** start of Supplied records **

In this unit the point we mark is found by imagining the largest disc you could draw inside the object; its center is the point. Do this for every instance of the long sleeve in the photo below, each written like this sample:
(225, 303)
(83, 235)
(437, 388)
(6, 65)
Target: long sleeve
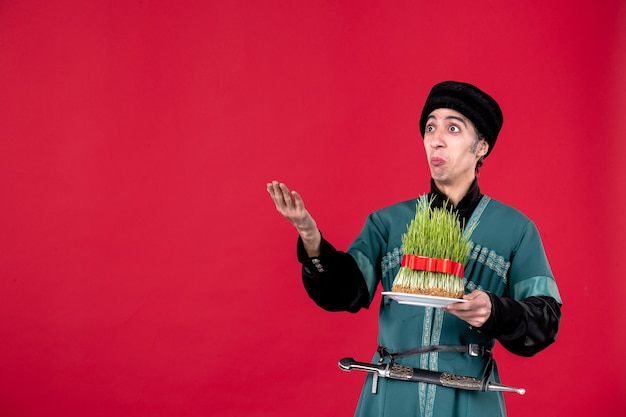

** end of Supplied records **

Copy the data above line for line, without the picture.

- Full solution:
In this unit the point we mark is found by imagining the largest disc you could draw inside the object; its center is the point. Do this for every instance of the long sleeve in the photo below, each written like this sample:
(225, 303)
(83, 235)
(437, 388)
(6, 65)
Target: long sleeve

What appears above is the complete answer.